- **What this task involves**: Please look for the string "forked" below and report every line in which it occurs.

- **Records**:
--- START ---

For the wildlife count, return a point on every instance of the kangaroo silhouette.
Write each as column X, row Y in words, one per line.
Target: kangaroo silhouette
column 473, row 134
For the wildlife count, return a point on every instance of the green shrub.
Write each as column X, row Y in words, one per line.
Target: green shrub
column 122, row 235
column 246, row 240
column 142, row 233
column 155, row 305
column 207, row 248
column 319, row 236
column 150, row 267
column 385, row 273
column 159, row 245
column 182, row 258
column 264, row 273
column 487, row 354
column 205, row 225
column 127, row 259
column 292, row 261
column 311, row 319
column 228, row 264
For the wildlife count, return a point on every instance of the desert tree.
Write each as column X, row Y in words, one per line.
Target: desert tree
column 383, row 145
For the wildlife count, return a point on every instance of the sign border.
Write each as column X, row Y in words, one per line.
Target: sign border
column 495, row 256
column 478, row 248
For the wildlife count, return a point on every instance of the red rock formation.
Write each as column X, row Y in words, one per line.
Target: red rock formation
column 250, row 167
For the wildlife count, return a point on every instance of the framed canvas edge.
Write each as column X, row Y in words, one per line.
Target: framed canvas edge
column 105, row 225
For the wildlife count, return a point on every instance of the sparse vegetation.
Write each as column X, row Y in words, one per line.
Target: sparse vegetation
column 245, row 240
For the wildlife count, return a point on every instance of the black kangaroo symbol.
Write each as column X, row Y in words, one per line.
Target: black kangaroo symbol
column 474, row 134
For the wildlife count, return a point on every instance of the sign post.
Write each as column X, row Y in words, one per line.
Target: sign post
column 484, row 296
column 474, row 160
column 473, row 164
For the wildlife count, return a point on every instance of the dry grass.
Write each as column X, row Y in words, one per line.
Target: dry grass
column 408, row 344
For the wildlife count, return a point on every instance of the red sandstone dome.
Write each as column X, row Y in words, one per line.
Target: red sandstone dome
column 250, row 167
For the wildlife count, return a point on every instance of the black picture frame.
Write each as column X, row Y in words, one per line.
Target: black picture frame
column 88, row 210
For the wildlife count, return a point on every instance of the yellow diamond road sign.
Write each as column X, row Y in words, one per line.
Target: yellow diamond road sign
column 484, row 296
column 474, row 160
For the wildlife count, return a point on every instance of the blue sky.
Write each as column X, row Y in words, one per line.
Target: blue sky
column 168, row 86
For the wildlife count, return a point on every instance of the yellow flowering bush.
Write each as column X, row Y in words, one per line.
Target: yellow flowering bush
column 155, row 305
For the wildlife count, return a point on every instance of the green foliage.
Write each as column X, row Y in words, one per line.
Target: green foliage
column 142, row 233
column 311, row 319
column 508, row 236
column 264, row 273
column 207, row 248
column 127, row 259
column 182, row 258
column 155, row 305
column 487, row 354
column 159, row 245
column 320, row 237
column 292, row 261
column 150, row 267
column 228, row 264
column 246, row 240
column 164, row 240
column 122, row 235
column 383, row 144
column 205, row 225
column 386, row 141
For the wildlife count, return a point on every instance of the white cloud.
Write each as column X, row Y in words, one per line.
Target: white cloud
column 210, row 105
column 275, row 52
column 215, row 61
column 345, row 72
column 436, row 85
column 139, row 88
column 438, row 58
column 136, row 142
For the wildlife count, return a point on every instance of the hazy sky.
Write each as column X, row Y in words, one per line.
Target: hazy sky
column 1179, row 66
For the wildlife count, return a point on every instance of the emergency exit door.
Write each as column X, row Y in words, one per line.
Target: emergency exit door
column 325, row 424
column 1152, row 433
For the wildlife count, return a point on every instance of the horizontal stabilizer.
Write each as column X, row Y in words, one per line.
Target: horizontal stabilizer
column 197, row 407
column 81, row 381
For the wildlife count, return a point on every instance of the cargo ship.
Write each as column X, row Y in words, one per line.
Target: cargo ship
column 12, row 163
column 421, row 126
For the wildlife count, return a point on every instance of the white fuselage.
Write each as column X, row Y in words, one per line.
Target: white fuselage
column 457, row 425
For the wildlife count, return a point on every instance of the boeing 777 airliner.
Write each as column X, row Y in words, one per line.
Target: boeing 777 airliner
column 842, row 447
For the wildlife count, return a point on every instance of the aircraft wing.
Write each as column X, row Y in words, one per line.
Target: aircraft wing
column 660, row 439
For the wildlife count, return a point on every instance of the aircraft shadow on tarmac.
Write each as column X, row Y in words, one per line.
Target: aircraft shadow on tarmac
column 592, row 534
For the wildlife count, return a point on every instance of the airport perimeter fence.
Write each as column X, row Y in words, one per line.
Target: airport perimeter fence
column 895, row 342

--- END ---
--- START ---

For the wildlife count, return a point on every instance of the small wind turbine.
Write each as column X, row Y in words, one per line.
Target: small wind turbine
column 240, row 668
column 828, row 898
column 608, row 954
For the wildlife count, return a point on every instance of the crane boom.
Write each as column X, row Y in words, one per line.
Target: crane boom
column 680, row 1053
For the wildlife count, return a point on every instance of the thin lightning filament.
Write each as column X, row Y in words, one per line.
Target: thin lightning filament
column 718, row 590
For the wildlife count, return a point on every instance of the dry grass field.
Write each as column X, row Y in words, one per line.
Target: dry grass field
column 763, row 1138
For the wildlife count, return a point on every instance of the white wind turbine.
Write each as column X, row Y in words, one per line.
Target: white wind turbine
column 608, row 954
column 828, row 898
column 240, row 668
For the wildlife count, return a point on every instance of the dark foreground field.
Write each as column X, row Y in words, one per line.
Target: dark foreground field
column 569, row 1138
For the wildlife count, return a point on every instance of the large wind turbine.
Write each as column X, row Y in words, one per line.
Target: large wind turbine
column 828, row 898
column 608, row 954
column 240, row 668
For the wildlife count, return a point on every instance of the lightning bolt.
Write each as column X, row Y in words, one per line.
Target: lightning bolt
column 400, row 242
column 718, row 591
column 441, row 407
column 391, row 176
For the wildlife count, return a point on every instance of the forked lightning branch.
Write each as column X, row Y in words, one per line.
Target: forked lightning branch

--- END ---
--- START ---

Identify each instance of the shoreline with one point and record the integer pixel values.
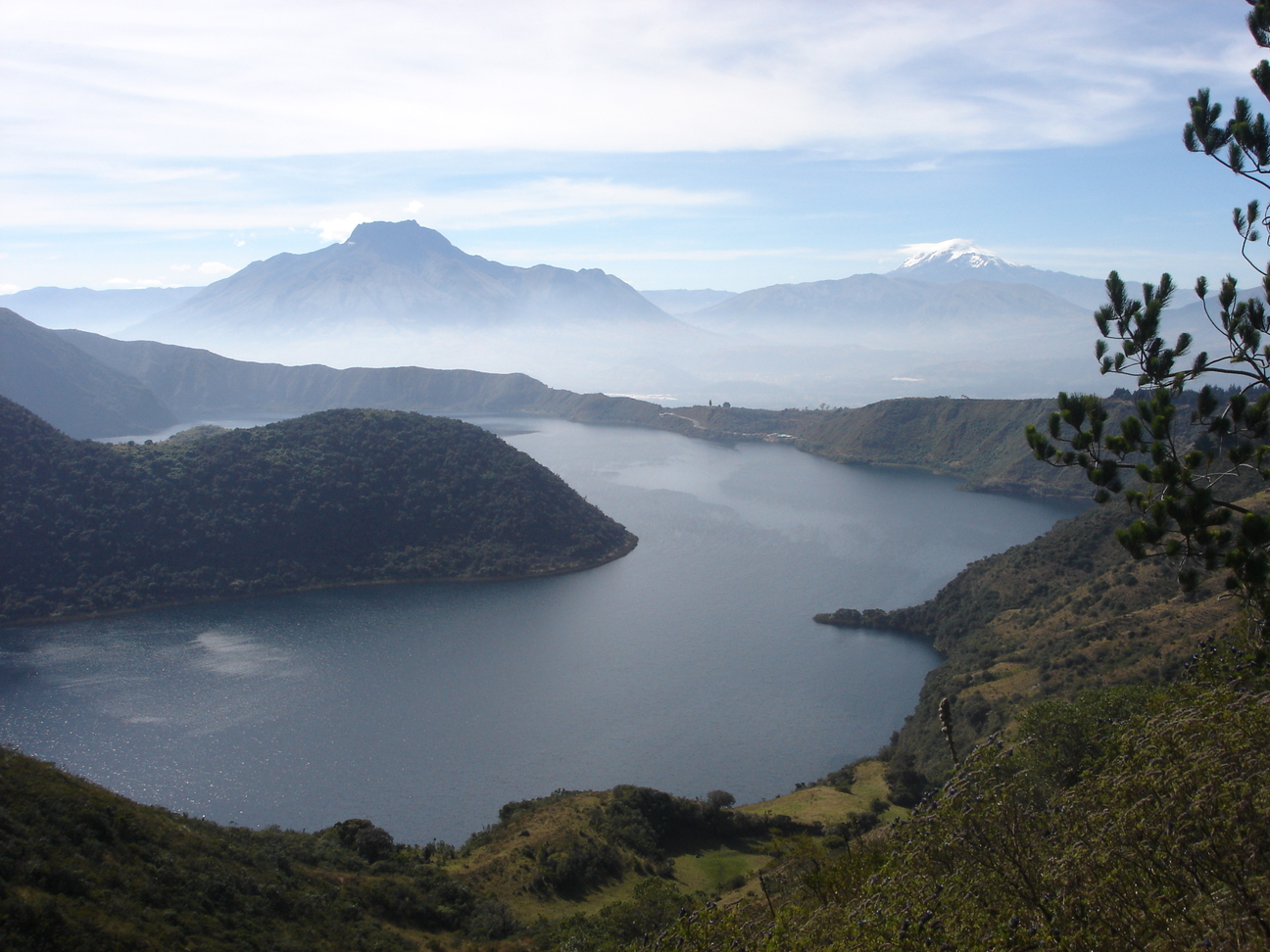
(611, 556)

--- END ---

- **Response area**:
For the wildlife count, return a point on every instance of the forked lightning branch.
Target: forked lightning branch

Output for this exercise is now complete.